→ Task item
Edit the article on Richard Pryor and multiple sclerosis, starting with "Medically Reviewed by" and going on through "fatigue, and impotence.", and replace "vertigo" with "dizziness".

** Text excerpt follows **

How Richard Pryor Handled Multiple Sclerosis

Medically Reviewed by Poonam Sachdev on November 08, 2021
2 min read

Legendary stand-up comic Richard Pryor made audiences laugh with his irreverent and NSFW routines about the stories of his tumultuous life. He talked about drug use, women, his heart problems, and his multiple marriages. His last routines covered a different subject matter: his struggles with multiple sclerosis

Pryor was diagnosed with MS in 1986. His symptoms were initially mild, but by 1993, he told the New York Times that he experienced MS symptoms including vision problems, vertigo, tremors, weakness, prickling in his skin, mobility issues, chronic fatigue, and impotence. 

"To be diagnosed was the hardest thing because I didn't know what they were talking about," Pryor said. "And the doctor said 'Don't worry, in three months you'll know.' So I went about my business, and then, one day, it jumped me. I couldn't get up... Your muscles trick you; they did me".

Later, he joked, "I went to the eye doctor. You know your eyes are bad when you can't see the letter 'E'". 

He wasn't always able to keep a sense of humor about his condition. When his ex-wife Jennifer Lee-Pryor (whom he later remarried) came to help him out in 1988, she found Pryor suicidal and abusing drugs. He was living with a gun in easy reach, ready to kill himself if his symptoms got worse. 

Lee-Pryor set to work getting him the care he needed as his condition progressed. She also helped him get more opportunities to perform and do the kind of comedy he had always loved. She focused on keeping him in touch with friends and family, as well as doing things he enjoyed.

** End of Text excerpt **
** Provided data follows **

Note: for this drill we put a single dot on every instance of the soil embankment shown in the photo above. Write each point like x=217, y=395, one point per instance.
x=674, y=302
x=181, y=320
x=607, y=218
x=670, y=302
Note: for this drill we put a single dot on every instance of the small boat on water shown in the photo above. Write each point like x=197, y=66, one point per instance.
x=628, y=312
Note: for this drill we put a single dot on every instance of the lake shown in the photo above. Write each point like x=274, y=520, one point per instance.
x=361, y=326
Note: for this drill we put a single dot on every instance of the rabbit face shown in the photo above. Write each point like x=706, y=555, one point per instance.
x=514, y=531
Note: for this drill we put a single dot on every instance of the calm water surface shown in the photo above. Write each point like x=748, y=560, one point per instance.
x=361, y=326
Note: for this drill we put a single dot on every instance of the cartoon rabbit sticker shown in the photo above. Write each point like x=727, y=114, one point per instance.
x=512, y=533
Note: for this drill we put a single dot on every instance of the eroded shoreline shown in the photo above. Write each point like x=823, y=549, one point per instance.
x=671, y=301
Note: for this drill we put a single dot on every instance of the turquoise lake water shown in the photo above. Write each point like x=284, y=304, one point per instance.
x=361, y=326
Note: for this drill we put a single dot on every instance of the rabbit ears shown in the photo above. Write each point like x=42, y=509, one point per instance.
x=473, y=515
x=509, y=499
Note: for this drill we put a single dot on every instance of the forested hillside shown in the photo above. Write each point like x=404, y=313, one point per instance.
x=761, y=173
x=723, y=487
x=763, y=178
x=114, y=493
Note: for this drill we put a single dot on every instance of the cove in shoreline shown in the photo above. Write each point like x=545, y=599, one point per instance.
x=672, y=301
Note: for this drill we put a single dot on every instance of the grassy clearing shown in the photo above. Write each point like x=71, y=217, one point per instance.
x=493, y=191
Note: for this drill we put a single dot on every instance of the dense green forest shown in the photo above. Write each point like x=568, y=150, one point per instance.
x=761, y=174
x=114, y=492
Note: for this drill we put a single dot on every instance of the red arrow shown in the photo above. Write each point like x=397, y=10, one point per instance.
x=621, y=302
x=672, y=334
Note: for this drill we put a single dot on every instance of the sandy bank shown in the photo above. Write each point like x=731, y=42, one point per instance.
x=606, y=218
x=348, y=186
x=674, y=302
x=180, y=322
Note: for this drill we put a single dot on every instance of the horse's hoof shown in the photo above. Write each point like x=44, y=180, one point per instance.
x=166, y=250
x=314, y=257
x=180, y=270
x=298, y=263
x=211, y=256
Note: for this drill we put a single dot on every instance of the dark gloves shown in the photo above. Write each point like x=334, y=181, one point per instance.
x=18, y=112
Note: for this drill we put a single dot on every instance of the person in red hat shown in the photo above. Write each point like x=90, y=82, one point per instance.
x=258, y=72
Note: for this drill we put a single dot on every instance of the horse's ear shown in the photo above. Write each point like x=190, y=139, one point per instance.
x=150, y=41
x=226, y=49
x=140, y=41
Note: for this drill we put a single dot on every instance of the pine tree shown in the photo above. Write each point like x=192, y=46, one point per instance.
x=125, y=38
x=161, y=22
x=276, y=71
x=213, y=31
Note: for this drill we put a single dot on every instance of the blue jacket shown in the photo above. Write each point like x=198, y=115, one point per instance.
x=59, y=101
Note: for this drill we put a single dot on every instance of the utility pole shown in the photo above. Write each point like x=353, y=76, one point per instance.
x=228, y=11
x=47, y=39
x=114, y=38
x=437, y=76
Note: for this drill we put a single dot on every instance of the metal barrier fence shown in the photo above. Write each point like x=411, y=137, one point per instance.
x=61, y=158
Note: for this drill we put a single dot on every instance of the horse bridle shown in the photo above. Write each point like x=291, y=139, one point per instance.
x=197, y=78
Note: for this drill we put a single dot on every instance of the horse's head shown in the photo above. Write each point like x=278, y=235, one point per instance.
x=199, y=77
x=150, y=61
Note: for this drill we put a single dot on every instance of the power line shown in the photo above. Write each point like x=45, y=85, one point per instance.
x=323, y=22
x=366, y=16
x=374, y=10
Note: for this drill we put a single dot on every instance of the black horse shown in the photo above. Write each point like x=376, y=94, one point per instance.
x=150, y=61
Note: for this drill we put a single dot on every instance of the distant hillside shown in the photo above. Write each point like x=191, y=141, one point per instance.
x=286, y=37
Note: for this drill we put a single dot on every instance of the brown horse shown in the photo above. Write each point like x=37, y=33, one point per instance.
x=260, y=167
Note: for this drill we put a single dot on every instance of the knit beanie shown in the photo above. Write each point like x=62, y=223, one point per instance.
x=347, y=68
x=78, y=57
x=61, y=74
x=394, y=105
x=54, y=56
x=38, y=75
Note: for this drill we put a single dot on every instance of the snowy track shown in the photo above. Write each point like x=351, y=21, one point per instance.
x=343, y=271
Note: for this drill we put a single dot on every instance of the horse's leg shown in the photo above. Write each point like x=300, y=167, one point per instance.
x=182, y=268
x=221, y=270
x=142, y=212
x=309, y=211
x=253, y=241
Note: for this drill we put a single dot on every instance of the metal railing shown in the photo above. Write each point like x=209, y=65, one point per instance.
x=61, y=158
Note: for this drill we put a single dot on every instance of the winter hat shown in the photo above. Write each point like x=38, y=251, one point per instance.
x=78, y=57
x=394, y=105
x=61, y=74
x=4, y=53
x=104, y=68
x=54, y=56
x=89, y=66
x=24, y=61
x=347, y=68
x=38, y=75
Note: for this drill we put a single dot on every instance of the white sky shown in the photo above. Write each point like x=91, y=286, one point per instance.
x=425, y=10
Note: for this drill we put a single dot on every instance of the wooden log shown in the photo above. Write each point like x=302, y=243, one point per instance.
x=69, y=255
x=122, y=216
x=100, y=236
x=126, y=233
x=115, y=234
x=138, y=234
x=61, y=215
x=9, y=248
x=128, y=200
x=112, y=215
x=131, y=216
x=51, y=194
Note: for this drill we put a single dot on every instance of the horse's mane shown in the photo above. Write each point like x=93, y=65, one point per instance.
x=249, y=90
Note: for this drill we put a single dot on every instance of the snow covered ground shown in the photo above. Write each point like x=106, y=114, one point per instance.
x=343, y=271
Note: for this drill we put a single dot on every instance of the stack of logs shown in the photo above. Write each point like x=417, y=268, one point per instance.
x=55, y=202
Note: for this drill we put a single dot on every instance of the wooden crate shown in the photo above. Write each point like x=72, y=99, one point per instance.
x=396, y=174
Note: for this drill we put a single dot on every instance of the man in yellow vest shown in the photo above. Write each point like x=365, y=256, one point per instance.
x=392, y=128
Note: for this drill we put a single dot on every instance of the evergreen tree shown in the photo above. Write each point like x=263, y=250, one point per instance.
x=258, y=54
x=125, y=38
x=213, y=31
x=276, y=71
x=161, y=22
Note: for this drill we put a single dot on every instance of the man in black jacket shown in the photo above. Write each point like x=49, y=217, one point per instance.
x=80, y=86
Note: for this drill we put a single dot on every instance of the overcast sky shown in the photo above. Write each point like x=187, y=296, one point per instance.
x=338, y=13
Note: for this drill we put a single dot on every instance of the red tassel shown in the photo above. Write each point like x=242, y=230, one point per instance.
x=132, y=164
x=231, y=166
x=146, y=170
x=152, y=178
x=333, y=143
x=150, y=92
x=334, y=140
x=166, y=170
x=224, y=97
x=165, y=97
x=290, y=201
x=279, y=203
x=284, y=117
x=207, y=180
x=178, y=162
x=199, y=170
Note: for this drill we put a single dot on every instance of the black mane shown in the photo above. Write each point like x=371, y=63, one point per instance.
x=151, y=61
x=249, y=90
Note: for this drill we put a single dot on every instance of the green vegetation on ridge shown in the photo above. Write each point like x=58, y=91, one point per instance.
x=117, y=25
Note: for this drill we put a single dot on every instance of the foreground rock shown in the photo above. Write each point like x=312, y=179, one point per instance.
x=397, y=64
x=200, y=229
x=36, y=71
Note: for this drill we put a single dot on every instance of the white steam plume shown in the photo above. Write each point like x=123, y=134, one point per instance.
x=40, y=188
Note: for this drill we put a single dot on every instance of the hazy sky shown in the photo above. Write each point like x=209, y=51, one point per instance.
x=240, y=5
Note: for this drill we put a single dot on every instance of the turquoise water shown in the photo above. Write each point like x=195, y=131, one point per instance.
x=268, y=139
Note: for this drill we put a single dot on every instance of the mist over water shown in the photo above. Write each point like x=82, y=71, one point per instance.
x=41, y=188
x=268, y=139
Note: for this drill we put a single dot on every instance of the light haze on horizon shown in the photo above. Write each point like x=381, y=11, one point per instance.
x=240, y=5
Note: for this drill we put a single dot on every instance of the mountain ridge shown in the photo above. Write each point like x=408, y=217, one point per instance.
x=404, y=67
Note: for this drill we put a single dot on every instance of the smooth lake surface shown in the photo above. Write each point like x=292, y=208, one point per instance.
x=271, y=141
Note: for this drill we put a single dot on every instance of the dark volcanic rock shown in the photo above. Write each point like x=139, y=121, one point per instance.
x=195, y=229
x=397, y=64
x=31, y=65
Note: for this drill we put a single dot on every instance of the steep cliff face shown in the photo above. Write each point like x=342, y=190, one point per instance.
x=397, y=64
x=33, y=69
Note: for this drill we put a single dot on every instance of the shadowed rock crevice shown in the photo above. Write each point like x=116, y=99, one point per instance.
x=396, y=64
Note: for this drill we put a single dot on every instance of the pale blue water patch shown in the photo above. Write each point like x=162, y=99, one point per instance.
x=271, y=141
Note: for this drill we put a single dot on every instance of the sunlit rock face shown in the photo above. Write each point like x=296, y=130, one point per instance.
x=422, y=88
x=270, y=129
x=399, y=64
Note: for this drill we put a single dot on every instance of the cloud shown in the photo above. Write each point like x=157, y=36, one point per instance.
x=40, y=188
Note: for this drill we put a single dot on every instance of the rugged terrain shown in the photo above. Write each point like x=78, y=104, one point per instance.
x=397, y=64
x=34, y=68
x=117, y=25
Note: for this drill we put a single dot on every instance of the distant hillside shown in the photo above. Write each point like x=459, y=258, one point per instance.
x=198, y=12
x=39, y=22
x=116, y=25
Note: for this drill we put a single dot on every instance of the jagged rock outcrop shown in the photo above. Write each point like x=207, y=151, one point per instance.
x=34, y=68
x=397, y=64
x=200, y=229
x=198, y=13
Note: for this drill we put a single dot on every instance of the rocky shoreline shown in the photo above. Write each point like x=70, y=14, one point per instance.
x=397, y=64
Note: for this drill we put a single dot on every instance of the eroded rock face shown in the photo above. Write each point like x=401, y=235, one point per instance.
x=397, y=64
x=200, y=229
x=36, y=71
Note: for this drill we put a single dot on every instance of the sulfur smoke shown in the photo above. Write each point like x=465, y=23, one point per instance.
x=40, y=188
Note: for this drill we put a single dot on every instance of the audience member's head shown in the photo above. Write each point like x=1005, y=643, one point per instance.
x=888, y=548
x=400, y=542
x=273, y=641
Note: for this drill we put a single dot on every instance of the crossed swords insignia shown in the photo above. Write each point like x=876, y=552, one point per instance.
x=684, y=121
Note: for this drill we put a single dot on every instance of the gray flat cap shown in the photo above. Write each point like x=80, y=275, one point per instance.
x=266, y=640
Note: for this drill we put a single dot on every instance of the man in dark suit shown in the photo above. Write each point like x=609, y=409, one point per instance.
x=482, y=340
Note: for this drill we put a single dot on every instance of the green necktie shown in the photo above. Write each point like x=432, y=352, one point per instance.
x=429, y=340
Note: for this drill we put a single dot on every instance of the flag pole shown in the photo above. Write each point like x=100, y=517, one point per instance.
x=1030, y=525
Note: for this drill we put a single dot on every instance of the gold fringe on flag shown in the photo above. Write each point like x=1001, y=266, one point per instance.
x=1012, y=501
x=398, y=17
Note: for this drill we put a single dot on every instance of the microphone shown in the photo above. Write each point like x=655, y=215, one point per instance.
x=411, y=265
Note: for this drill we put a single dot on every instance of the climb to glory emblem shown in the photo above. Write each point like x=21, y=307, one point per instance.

** End of Provided data **

→ Answer box
Medically Reviewed by Poonam Sachdev on November 08, 2021
2 min read

Legendary stand-up comic Richard Pryor made audiences laugh with his irreverent and NSFW routines about the stories of his tumultuous life. He talked about drug use, women, his heart problems, and his multiple marriages. His last routines covered a different subject matter: his struggles with multiple sclerosis

Pryor was diagnosed with MS in 1986. His symptoms were initially mild, but by 1993, he told the New York Times that he experienced MS symptoms including vision problems, dizziness, tremors, weakness, prickling in his skin, mobility issues, chronic fatigue, and impotence.